_Page excerpt_
BEGIN
At TNR, Alec MacGinnis has a fine overview of the various efforts by Republicans–particularly in Ohio–to limit the franchise by various means. He chronicles the battles over voter ID laws and early voting, and warns that future voter suppression efforts may be intensified, particularly if the Supreme Court strikes down Section 5 (or more!) of the Voting Rights Act or a Romney administration refuses to enforce it.
But there’s a tidbit in MacGillis article that points to a problem that may become alarmingly apparent on Election Day in very close states. He’s writing colorfully about former punk drummer John Stainbrook, a minor election official in Lucas County (Toledo):
After drifting away from the music business in the 1990s, Stainbrook rose through the ranks of GOP politics in the county where he grew up, enlisting the help of tattooed, pierced pals from the Toledo club scene to get himself elected chairman of the local GOP. The elections board on which he now serves is made up of two Republicans and two Democrats, but over the past year, Stainbrook has carried out something of a coup. He oversaw a personnel purge in the office and installed a sometime girlfriend, Meghan Gallagher, as director. She got the job over the objections of a former Republican elections employee, who alerted the Ohio secretary of state’s office that Gallagher had been arrested in 2002 for allegedly stealing Oxycontin from a patient’s purse in a hospital room. Local Democrats also pointed out that, in 2008, Gallagher had been part of a group of Republicans who filmed voters as they entered polling booths in heavily minority districts—ostensibly to safeguard against voter fraud.
END
_Data provided_
BEGIN
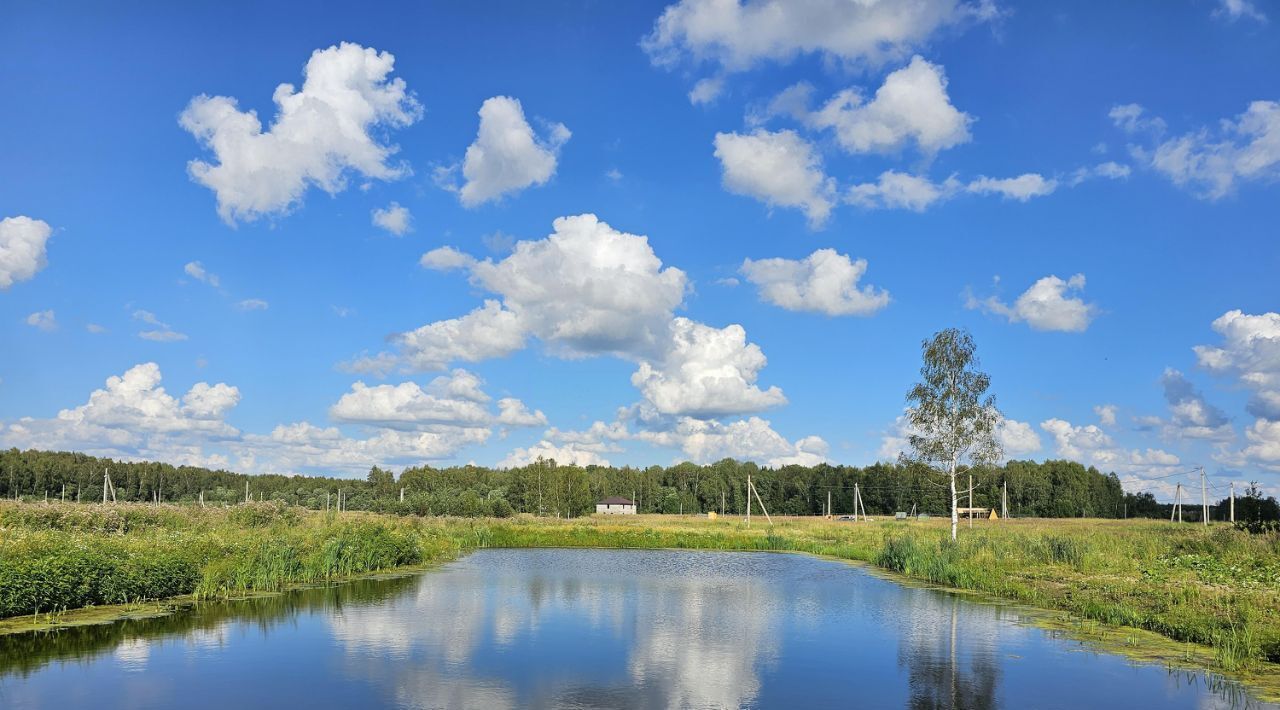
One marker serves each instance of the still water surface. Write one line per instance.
END
_Tasks_
1 - Print the part of the Ohio voter suppression article above that opens with the words containing "At TNR, Alec" and closes with "to enforce it.".
2 - Rewrite the paragraph of the Ohio voter suppression article that begins "After drifting away from the music business" as a brief list that keeps its main facts.

_Results by task_
1 -
At TNR, Alec MacGinnis has a fine overview of the various efforts by Republicans–particularly in Ohio–to limit the franchise by various means. He chronicles the battles over voter ID laws and early voting, and warns that future voter suppression efforts may be intensified, particularly if the Supreme Court strikes down Section 5 (or more!) of the Voting Rights Act or a Romney administration refuses to enforce it.

2 -
- After leaving the music business in the 1990s, Stainbrook rose in GOP politics in his home county. With help from tattooed, pierced friends from the Toledo club scene, he was elected chairman of the local GOP.
- He now serves on an elections board of two Republicans and two Democrats, where over the past year he has carried out something of a coup.
- He oversaw a personnel purge and installed Meghan Gallagher, a sometime girlfriend, as director.
- A former Republican elections employee objected and told the Ohio secretary of state's office that Gallagher had been arrested in 2002 for allegedly stealing Oxycontin from a patient's purse in a hospital room.
- Local Democrats noted that in 2008 Gallagher was part of a group of Republicans who filmed voters entering polling booths in heavily minority districts, ostensibly to guard against voter fraud.